PASSAGE SHOWN
Remember me well
When I graduated I felt free! I was sent to Lausanne, Switzerland, where I discovered what it meant to live more or less on your own. I felt free to taste wine and get tipsy, free to teach myself to smoke because it was forbidden in school, free to try and pose like a fashion model.
All that was part of a dream. One has many dreams when one is young.
A classmate got a car for her birthday. She invited me to drive through Europe. When I asked my mother for permission, she told me to come home. So I did...
First I turned 18. Then six months later I got married to a tall, good-looking playboy who was 10 years older than I. We had three little girls, one after the other. After the third child was born, fissures began to shake our relationship. I was 22 and felt eager to party, to go out and have fun. He was 32 and wanted to stay home. The fissures turned into huge cracks. In the end we split up. Much will be left unsaid about the real reason for the breakup. I save that for my autobiography, which I will write—and I hope you will read—before I die.
At 25 I went to work at an advertising agency, Avellana & Associates. There I learned that a woman’s good looks begin to get better and better as she crawls into her thirties. They would photograph me, either to test a new camera or to plan a layout. Now, when I find these old photographs, I realize I was not too bad-looking.
By this time, I was being pursued by my second “husband.” He was married and I was separated. I bore him a son. He seemed to love me very much; he even asked Federico Aguilar Alcuaz (later Fred, to me) to do my portrait. This is the first portrait Fred did of me.
Where is it now? I don’t know. I lost it. But it began my deep friendship with Fred Alcuaz.

INFORMATION GIVEN

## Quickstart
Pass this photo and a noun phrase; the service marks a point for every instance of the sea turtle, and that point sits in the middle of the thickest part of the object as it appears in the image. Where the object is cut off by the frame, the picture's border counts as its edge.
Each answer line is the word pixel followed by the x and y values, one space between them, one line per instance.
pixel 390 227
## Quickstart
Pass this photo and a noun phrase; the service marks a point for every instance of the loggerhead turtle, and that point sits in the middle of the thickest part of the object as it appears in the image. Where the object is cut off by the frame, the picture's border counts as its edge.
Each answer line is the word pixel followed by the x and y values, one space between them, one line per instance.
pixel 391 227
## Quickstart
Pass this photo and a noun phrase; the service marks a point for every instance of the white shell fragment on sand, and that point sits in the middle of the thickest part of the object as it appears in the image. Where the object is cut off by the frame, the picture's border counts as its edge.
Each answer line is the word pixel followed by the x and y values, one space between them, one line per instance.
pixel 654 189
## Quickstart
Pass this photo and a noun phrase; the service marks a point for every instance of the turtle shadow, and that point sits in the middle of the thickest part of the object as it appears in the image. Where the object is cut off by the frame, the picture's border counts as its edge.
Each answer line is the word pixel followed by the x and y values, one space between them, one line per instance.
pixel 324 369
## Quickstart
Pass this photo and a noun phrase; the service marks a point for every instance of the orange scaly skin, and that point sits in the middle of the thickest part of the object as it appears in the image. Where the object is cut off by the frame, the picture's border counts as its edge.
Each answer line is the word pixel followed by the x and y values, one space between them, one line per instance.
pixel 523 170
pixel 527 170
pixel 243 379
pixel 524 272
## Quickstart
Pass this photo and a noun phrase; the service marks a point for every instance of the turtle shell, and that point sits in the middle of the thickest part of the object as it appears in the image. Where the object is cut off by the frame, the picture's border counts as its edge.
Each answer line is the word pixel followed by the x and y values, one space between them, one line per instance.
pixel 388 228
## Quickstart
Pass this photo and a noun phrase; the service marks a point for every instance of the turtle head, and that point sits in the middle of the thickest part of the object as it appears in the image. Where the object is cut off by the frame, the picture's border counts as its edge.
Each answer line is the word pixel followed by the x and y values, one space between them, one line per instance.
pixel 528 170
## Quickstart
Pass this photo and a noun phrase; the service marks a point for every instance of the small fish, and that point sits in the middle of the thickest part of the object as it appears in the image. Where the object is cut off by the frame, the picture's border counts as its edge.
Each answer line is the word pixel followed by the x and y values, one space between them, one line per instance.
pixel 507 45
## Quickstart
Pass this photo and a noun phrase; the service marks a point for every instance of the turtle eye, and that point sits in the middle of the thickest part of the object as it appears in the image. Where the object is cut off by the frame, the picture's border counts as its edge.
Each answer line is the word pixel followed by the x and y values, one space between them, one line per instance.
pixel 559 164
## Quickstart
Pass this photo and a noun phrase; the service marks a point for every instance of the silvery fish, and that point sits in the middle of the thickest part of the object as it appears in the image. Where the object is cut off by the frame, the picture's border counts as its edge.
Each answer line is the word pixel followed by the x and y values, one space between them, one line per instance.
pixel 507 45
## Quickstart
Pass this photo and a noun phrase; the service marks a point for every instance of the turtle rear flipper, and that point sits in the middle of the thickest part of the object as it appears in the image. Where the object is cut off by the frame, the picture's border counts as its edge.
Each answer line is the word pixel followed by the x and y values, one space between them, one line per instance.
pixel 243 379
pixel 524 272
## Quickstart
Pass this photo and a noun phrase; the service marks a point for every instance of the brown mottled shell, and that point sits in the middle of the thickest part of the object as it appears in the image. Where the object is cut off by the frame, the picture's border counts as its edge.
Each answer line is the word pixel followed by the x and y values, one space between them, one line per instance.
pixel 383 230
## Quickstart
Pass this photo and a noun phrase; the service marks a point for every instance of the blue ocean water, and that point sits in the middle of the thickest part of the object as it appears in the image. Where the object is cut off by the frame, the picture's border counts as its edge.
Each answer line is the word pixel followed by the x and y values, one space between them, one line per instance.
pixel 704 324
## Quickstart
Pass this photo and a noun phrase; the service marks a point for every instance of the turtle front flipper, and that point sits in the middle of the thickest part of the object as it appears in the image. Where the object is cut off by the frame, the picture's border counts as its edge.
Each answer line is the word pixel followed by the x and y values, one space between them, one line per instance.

WHAT TO DO
1. Repeat the memoir passage above verbatim, from its title through its final sentence.
2. Reproduce, character for character, everything in the entries from their first line down to and including the line containing "pixel 391 227".

SOLUTIONS PER TASK
1.
Remember me well
When I graduated I felt free! I was sent to Lausanne, Switzerland, where I discovered what it meant to live more or less on your own. I felt free to taste wine and get tipsy, free to teach myself to smoke because it was forbidden in school, free to try and pose like a fashion model.
All that was part of a dream. One has many dreams when one is young.
A classmate got a car for her birthday. She invited me to drive through Europe. When I asked my mother for permission, she told me to come home. So I did...
First I turned 18. Then six months later I got married to a tall, good-looking playboy who was 10 years older than I. We had three little girls, one after the other. After the third child was born, fissures began to shake our relationship. I was 22 and felt eager to party, to go out and have fun. He was 32 and wanted to stay home. The fissures turned into huge cracks. In the end we split up. Much will be left unsaid about the real reason for the breakup. I save that for my autobiography, which I will write—and I hope you will read—before I die.
At 25 I went to work at an advertising agency, Avellana & Associates. There I learned that a woman’s good looks begin to get better and better as she crawls into her thirties. They would photograph me, either to test a new camera or to plan a layout. Now, when I find these old photographs, I realize I was not too bad-looking.
By this time, I was being pursued by my second “husband.” He was married and I was separated. I bore him a son. He seemed to love me very much; he even asked Federico Aguilar Alcuaz (later Fred, to me) to do my portrait. This is the first portrait Fred did of me.
Where is it now? I don’t know. I lost it. But it began my deep friendship with Fred Alcuaz.

2.
## Quickstart
Pass this photo and a noun phrase; the service marks a point for every instance of the sea turtle, and that point sits in the middle of the thickest part of the object as it appears in the image. Where the object is cut off by the frame, the picture's border counts as its edge.
Each answer line is the word pixel followed by the x and y values, one space between them, one line per instance.
pixel 390 227
## Quickstart
Pass this photo and a noun phrase; the service marks a point for every instance of the loggerhead turtle, and that point sits in the middle of the thickest part of the object as it appears in the image. Where the object is cut off by the frame, the picture's border counts as its edge.
Each answer line is the word pixel followed by the x and y values, one space between them, one line per instance.
pixel 391 227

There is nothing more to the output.